> What is being asked
Rewrite every line of the items below as one numbered list, skipping any blank lines.

> Entries supplied

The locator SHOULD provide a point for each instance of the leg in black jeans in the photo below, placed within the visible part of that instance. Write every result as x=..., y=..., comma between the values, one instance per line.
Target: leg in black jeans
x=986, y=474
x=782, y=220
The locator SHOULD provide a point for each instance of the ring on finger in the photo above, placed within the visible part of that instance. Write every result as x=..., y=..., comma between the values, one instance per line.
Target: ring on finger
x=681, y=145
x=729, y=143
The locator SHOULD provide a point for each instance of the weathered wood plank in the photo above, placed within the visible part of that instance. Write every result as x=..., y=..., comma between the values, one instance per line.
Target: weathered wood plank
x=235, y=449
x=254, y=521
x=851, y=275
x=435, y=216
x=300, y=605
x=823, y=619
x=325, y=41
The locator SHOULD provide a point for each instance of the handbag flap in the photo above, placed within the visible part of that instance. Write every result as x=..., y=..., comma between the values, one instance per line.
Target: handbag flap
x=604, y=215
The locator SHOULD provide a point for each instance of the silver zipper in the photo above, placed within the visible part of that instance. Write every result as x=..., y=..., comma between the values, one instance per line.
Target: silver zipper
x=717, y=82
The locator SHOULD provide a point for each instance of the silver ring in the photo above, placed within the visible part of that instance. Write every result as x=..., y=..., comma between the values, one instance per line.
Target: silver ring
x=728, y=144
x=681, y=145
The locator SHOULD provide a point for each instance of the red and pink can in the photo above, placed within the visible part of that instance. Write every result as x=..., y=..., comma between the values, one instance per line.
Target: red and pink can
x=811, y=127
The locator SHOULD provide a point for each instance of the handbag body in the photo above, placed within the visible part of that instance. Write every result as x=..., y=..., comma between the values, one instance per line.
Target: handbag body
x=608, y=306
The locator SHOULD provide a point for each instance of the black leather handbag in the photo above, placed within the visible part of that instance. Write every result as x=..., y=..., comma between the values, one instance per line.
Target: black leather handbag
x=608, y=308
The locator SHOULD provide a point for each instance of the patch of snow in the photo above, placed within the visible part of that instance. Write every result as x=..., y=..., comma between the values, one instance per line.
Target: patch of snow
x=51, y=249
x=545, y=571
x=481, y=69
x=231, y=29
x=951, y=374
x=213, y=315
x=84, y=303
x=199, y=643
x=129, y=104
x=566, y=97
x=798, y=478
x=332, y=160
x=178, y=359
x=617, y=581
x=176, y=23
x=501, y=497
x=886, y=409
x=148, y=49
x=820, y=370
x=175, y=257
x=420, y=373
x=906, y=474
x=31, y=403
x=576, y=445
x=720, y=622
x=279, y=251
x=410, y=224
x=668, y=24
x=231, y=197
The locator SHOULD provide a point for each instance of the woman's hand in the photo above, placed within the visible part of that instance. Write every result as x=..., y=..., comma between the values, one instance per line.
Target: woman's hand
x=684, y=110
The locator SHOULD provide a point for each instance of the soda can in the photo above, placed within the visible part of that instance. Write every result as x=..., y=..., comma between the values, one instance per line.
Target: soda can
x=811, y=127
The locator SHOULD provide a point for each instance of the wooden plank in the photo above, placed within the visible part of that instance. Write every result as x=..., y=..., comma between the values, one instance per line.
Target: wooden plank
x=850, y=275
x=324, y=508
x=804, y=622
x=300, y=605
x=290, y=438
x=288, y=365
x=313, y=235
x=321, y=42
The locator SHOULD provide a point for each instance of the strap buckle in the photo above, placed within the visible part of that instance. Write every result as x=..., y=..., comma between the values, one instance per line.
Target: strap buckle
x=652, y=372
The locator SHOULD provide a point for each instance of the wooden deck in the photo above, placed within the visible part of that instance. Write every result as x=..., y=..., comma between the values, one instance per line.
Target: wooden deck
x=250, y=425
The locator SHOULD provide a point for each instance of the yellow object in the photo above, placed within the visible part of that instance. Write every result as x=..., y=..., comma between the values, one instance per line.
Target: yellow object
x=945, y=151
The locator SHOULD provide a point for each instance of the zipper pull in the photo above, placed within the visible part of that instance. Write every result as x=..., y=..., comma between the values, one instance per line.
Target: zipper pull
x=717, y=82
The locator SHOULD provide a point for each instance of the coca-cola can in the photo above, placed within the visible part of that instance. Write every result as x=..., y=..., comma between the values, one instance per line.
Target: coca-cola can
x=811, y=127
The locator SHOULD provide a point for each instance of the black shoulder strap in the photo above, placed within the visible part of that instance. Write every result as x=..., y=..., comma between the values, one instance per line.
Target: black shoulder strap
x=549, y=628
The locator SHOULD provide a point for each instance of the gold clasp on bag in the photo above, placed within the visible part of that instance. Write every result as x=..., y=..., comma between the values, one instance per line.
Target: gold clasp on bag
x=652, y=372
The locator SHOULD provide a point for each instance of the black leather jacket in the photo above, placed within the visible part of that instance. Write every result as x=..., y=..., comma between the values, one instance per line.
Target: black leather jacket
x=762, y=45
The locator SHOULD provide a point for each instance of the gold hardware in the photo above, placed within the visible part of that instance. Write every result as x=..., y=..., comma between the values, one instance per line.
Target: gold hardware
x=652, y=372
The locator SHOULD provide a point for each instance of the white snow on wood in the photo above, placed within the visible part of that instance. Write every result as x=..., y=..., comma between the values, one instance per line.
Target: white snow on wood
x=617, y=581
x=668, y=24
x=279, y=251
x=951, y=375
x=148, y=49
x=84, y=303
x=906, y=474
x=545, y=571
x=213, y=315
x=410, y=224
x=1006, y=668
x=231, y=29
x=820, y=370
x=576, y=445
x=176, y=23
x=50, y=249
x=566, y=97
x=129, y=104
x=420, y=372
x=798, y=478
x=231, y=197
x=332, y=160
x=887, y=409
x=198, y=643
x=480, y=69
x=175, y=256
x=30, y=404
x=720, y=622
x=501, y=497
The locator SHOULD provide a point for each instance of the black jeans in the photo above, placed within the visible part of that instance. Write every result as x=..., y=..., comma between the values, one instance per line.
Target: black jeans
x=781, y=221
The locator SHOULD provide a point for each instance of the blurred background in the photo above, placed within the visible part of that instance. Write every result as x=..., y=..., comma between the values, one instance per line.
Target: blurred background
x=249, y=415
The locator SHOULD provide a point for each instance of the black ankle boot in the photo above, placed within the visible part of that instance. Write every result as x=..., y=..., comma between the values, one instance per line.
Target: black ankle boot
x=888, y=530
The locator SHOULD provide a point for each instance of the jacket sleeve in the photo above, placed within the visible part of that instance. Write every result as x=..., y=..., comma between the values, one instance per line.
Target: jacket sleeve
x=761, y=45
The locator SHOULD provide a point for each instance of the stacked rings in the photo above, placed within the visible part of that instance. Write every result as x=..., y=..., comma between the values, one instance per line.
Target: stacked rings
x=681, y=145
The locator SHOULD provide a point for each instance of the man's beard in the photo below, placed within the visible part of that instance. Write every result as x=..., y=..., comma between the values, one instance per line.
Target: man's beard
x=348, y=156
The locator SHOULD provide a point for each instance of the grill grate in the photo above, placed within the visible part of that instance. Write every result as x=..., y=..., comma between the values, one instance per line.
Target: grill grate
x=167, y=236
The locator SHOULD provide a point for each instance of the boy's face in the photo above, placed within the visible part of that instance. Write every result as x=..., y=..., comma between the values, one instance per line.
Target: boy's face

> Exercise result
1. The locator SHOULD provide a point for each instance of the leg in black jeans in the photo below, placed within the visible part of that instance. Write every result as x=..., y=..., comma between the values, one instance per line.
2. Target: leg in black jeans
3. x=986, y=474
4. x=782, y=220
5. The locator SHOULD provide a point for each instance of the ring on finger in the photo above, placed within the visible part of that instance. Write every result as x=..., y=..., comma between the values, one instance per line.
6. Target: ring on finger
7. x=681, y=145
8. x=729, y=143
9. The locator SHOULD provide a point for each instance of the weathered wood plank in the photo above, placed within the visible part of that instance. Write every result as x=..., y=..., comma between the values, one instance per line.
10. Target: weathered wood plank
11. x=235, y=449
12. x=254, y=521
13. x=851, y=275
14. x=435, y=216
15. x=300, y=605
16. x=823, y=619
17. x=325, y=41
18. The locator SHOULD provide a point for each instance of the handbag flap in the photo above, placed within the visible part of that instance. Write every result as x=..., y=..., comma between the values, one instance per line.
19. Target: handbag flap
20. x=604, y=215
21. The locator SHOULD provide a point for each instance of the silver zipper in the photo above, placed within the visible part of that instance. Write every result as x=..., y=..., comma between the values, one instance per line.
22. Target: silver zipper
23. x=717, y=82
24. The locator SHOULD provide a point for each instance of the silver ring in the photo above, placed within the visible part of that instance. Write every result as x=..., y=..., comma between the values, one instance per line.
25. Target: silver ring
26. x=728, y=144
27. x=681, y=145
28. The locator SHOULD provide a point for each instance of the red and pink can in the photo above, placed within the visible part of that instance. Write every result as x=..., y=..., comma between the values, one instance per line.
29. Target: red and pink can
30. x=811, y=127
31. The locator SHOULD provide a point for each instance of the handbag body in the photo above, placed within the visible part of that instance. Write every result as x=..., y=..., comma between the values, one instance per line.
32. Target: handbag body
33. x=608, y=306
34. The locator SHOULD provide a point for each instance of the black leather handbag in the photo above, placed within the visible part of that instance. Write every result as x=..., y=..., comma between the values, one instance per line.
35. Target: black leather handbag
36. x=608, y=308
37. The locator SHOULD provide a point for each instance of the patch of snow in the photo above, placed within the visible part of that instance. Write every result as x=..., y=..., comma between the values, one instance per line.
38. Target: patch of snow
39. x=51, y=249
40. x=545, y=571
41. x=481, y=69
42. x=231, y=29
43. x=951, y=374
44. x=213, y=315
45. x=84, y=303
46. x=199, y=643
47. x=129, y=104
48. x=566, y=97
49. x=798, y=478
50. x=332, y=160
51. x=178, y=359
52. x=617, y=581
53. x=176, y=23
54. x=501, y=497
55. x=886, y=409
56. x=148, y=49
57. x=820, y=370
58. x=175, y=257
59. x=420, y=373
60. x=906, y=474
61. x=31, y=403
62. x=576, y=445
63. x=720, y=622
64. x=279, y=251
65. x=410, y=224
66. x=668, y=24
67. x=231, y=197
68. The locator SHOULD provide a point for each instance of the woman's hand in the photo above, placed within the visible part of that instance. Write every result as x=..., y=..., comma between the values, one instance per line.
69. Target: woman's hand
70. x=684, y=110
71. The locator SHOULD provide a point for each instance of the soda can in the photo above, placed within the visible part of that instance. Write every result as x=..., y=..., comma between the values, one instance per line.
72. Target: soda can
73. x=811, y=127
74. The locator SHOULD provide a point for each instance of the wooden plank in the photo above, placed within the visible part of that instance. Write every result as x=..., y=..., comma between the values, one instance per line.
75. Target: wooden plank
76. x=850, y=275
77. x=324, y=508
78. x=804, y=622
79. x=300, y=605
80. x=290, y=438
81. x=288, y=365
82. x=313, y=235
83. x=321, y=42
84. The locator SHOULD provide a point for each instance of the strap buckle in the photo above, placed within the visible part of that instance. Write every result as x=..., y=..., comma between the values, one instance per line.
85. Target: strap buckle
86. x=652, y=372
87. The locator SHOULD provide a point for each instance of the wooden deck in the photo above, placed within the visible part of that instance. Write every result as x=..., y=..., comma between the values, one instance per line.
88. Target: wooden deck
89. x=250, y=425
90. The locator SHOULD provide a point for each instance of the yellow object in the photo above, placed within the visible part of that instance. Write every result as x=..., y=..., comma between the values, one instance per line.
91. Target: yellow object
92. x=945, y=151
93. The locator SHOULD provide a point for each instance of the zipper pull in the photo above, placed within the visible part of that instance. Write every result as x=..., y=..., comma between the values, one instance per line.
94. Target: zipper pull
95. x=717, y=82
96. The locator SHOULD provide a point for each instance of the coca-cola can in the photo above, placed within the visible part of that instance. Write every result as x=..., y=..., comma between the values, one instance per line.
97. Target: coca-cola can
98. x=811, y=127
99. The locator SHOULD provide a point for each instance of the black shoulder strap in the photo above, placed within the visible part of that instance. Write every result as x=..., y=..., comma between the values, one instance per line.
100. Target: black shoulder strap
101. x=549, y=628
102. The locator SHOULD provide a point for each instance of the gold clasp on bag in the photo above, placed within the visible part of that instance. Write every result as x=..., y=..., comma between the values, one instance per line.
103. Target: gold clasp on bag
104. x=652, y=372
105. The locator SHOULD provide a point for each instance of the black leather jacket in the photo above, placed within the visible part of that instance. Write every result as x=..., y=..., comma between the values, one instance per line.
106. Target: black leather jacket
107. x=762, y=45
108. The locator SHOULD provide a point for each instance of the gold hardware in the photo above, placed within the visible part of that instance. Write every result as x=..., y=..., comma between the values, one instance per line.
109. Target: gold hardware
110. x=652, y=372
111. The locator SHOULD provide a point for each instance of the white snow on wood in the photo above, placed within the visible part of that instance. Write every result as x=..., y=..., comma between the values, one instance per line.
112. Target: white snow on wood
113. x=617, y=581
114. x=668, y=24
115. x=279, y=251
116. x=951, y=375
117. x=148, y=49
118. x=84, y=303
119. x=906, y=474
120. x=545, y=571
121. x=213, y=315
122. x=410, y=224
123. x=1006, y=668
124. x=231, y=29
125. x=820, y=370
126. x=576, y=445
127. x=176, y=23
128. x=50, y=249
129. x=566, y=97
130. x=129, y=104
131. x=420, y=372
132. x=798, y=478
133. x=231, y=197
134. x=332, y=160
135. x=887, y=409
136. x=198, y=643
137. x=480, y=69
138. x=175, y=256
139. x=30, y=404
140. x=720, y=622
141. x=501, y=497
142. The locator SHOULD provide a point for each instance of the black jeans in the photo above, placed within the visible part of that instance. Write every result as x=..., y=..., comma between the values, one instance per line.
143. Target: black jeans
144. x=781, y=221
145. The locator SHOULD provide a point for each instance of the blurred background in the photo above, placed within the visible part of that instance. Write every result as x=..., y=..., comma between the values, one instance per line.
146. Target: blurred background
147. x=249, y=415
148. The locator SHOULD provide a point for each instance of the black ankle boot in the photo above, placed within the visible part of that instance. Write every result as x=..., y=..., comma between the values, one instance per line.
149. Target: black ankle boot
150. x=888, y=530
151. The locator SHOULD provide a point for each instance of the jacket sleeve in the photo above, placed within the visible part of that instance. Write every result as x=..., y=..., comma between the values, one instance per line.
152. Target: jacket sleeve
153. x=761, y=45
154. The locator SHOULD provide a point for each instance of the stacked rings in the photo above, placed within the visible part of that instance. Write every result as x=..., y=..., comma between the values, one instance per line.
155. Target: stacked rings
156. x=681, y=145
157. The locator SHOULD provide a point for each instance of the man's beard in the photo below, placed within the visible part of that instance. Write every result as x=..., y=..., comma between the values, one instance per line.
158. Target: man's beard
159. x=348, y=156
160. The locator SHOULD provide a point for each instance of the grill grate in the photo above, placed within the visible part of that instance. Write every result as x=..., y=..., comma between the values, one instance per line.
161. Target: grill grate
162. x=167, y=236
163. The locator SHOULD provide a point for each instance of the boy's face in the photo above, placed within the visible part of that instance. Write every result as x=..., y=..., comma between the values, one instance per line.
164. Target: boy's face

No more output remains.